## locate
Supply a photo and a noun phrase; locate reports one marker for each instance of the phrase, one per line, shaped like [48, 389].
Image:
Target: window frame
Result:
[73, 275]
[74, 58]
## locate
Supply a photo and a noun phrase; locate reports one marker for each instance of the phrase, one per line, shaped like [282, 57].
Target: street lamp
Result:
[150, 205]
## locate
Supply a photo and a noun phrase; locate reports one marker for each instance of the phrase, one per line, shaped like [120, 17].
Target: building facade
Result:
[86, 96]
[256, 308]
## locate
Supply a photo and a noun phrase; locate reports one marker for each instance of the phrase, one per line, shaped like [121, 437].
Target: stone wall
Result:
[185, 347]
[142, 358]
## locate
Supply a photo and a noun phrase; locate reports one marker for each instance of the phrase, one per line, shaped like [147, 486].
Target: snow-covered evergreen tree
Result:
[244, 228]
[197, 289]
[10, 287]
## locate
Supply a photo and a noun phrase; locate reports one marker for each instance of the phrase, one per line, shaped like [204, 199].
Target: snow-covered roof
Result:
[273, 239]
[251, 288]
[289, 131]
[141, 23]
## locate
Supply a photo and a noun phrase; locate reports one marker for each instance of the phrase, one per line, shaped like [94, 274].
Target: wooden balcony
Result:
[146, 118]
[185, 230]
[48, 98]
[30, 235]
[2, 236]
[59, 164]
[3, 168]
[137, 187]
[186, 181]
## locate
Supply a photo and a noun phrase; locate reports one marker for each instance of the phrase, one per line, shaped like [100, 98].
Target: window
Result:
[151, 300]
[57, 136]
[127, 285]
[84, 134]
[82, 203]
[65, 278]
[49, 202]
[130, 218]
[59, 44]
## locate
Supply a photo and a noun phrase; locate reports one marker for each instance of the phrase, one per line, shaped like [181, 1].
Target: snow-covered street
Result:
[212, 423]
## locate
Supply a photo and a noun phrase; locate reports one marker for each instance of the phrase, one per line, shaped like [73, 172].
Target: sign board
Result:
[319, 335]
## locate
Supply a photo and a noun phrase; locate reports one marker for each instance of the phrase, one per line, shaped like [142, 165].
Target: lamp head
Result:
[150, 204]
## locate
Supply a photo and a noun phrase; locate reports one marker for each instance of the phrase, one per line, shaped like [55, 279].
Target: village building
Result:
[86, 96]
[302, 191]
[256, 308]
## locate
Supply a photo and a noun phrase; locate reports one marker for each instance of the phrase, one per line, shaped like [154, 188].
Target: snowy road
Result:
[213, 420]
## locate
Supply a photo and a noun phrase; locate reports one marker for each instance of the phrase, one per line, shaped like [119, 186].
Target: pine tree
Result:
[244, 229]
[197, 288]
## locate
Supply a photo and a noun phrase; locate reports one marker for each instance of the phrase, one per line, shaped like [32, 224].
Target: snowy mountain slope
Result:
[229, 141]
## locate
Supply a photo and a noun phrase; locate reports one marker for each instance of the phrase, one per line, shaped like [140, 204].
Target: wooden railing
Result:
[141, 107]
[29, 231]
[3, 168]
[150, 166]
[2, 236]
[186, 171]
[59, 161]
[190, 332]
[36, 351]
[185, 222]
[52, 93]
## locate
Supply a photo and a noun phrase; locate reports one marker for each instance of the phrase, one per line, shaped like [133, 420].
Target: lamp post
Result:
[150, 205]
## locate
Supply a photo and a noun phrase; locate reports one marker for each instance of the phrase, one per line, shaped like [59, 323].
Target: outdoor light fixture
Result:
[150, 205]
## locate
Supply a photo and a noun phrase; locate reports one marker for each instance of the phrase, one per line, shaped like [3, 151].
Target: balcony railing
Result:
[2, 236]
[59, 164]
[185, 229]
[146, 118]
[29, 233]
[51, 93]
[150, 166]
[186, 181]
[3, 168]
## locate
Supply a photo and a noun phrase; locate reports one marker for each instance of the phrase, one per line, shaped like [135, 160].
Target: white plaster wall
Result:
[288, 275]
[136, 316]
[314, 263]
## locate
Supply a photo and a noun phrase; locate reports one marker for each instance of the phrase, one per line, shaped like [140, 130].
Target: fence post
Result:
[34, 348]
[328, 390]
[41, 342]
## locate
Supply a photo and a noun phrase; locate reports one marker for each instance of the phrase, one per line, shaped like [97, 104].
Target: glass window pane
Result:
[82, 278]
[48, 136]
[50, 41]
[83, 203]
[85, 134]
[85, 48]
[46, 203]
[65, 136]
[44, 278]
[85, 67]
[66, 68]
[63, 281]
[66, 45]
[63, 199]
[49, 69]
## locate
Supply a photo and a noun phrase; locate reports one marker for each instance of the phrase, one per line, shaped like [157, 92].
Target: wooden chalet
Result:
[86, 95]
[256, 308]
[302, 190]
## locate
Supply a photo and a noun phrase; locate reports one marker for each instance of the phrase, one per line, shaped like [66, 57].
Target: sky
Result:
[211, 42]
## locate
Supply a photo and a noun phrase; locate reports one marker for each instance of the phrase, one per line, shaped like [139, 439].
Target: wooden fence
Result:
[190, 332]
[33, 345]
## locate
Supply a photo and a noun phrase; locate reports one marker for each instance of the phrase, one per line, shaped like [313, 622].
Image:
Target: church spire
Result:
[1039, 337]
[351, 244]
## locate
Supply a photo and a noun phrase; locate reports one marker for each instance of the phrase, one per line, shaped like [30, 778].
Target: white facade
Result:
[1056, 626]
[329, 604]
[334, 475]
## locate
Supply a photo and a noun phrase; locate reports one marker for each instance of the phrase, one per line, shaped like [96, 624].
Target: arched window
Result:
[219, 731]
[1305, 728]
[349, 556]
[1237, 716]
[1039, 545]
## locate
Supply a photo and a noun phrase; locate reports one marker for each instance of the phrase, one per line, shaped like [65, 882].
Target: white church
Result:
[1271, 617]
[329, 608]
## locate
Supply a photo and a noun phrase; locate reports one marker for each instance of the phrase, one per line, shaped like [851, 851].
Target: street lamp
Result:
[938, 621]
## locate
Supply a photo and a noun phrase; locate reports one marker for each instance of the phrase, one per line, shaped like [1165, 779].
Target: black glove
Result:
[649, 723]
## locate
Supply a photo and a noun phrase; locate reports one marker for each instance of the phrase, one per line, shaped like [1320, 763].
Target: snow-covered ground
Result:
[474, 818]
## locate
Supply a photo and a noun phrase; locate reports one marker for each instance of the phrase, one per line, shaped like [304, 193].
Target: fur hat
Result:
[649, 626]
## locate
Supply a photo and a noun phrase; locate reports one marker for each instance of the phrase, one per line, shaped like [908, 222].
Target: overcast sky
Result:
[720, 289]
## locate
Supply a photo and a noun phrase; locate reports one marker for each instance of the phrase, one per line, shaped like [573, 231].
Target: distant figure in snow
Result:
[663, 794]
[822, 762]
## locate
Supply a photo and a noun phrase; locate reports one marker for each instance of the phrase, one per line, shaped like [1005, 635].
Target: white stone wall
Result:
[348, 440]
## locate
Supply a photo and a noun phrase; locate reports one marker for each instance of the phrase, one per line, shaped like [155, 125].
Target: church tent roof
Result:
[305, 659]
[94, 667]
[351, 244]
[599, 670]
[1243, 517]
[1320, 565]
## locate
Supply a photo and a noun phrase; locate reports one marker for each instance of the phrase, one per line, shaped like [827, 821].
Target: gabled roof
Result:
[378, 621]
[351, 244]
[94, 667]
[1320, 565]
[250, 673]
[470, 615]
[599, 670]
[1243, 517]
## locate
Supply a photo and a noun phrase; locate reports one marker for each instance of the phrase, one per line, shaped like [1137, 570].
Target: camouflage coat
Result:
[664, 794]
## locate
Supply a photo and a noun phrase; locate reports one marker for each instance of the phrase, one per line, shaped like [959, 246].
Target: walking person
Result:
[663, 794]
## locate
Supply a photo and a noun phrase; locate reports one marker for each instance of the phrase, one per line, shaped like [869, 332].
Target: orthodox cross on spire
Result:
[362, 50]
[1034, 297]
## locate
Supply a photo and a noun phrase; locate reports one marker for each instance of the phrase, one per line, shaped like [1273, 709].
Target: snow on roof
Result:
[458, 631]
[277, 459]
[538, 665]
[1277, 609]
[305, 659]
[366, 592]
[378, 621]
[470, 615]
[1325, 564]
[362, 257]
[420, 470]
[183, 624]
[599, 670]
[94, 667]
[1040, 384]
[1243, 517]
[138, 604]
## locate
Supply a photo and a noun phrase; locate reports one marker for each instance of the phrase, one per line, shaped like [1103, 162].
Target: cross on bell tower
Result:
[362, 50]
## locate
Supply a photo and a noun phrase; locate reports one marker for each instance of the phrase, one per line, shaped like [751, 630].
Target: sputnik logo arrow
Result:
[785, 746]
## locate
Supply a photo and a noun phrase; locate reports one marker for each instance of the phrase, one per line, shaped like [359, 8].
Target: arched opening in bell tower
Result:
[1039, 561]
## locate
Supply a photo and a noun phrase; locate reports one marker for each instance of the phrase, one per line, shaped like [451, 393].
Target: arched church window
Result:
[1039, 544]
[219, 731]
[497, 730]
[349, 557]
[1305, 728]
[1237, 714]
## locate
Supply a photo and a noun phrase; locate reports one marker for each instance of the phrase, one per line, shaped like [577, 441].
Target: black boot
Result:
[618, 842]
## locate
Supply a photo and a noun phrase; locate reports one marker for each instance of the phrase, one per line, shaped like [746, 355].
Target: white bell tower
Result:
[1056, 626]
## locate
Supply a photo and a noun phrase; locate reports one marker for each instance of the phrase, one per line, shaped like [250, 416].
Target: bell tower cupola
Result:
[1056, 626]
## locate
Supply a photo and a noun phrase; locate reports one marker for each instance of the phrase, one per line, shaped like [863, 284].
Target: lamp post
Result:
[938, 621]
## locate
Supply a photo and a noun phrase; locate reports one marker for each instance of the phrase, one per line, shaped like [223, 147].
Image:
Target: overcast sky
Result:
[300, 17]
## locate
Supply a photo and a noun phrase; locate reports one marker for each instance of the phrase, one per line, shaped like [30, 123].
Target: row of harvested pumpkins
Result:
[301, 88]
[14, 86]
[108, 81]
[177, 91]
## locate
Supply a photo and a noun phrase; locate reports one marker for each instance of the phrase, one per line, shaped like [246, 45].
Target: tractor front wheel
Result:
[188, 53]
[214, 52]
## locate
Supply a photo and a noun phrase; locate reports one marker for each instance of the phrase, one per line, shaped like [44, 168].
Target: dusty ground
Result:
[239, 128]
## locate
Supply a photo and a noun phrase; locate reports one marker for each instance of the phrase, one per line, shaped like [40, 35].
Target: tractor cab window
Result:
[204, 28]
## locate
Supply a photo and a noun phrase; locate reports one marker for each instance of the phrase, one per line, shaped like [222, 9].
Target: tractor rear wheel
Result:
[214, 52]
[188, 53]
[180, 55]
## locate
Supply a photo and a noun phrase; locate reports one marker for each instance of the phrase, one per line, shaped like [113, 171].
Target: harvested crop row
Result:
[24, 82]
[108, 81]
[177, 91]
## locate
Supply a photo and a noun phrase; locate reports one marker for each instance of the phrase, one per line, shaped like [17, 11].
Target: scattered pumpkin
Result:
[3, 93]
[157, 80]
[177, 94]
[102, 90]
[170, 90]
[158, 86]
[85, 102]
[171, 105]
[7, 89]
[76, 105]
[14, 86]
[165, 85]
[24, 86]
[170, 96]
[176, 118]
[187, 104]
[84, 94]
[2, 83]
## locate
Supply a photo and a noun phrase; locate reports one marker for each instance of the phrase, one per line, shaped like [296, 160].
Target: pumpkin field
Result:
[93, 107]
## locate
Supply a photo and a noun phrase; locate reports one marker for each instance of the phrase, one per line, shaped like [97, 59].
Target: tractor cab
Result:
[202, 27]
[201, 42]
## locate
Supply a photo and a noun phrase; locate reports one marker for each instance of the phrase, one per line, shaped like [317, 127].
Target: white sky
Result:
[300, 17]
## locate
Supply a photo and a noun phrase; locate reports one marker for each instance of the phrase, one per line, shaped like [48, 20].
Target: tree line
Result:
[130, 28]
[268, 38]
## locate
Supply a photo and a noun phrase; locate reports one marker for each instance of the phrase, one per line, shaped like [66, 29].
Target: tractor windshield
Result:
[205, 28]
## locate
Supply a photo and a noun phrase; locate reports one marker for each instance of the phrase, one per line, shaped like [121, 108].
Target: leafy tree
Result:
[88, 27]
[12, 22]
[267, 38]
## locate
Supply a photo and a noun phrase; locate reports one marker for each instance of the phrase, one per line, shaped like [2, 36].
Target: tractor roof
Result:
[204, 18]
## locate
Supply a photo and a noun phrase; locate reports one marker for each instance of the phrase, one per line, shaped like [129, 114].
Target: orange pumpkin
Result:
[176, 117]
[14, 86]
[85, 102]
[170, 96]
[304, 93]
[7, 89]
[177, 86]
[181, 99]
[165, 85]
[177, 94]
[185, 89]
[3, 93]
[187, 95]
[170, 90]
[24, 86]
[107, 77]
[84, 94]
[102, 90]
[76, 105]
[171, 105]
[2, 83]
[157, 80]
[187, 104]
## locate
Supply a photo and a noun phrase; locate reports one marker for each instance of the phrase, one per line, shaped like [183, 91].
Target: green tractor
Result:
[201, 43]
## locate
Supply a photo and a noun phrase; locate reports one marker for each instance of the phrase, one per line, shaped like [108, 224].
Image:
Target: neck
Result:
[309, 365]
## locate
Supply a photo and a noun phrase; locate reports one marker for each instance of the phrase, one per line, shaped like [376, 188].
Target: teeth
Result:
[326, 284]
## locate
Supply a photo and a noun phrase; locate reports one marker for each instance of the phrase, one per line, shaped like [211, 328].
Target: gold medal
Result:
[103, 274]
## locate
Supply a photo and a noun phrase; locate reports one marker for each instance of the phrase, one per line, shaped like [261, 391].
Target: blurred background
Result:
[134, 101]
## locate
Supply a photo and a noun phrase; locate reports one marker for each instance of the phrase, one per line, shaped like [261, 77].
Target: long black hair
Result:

__What you are asked to do__. Find each line in the data above that contains the word "window" and copy those lines in full. Case counts.

__Solved problem__.
Target: window frame
Target: window
Target: glass window pane
Target: arched window
Target: arched church window
Target: tractor cab window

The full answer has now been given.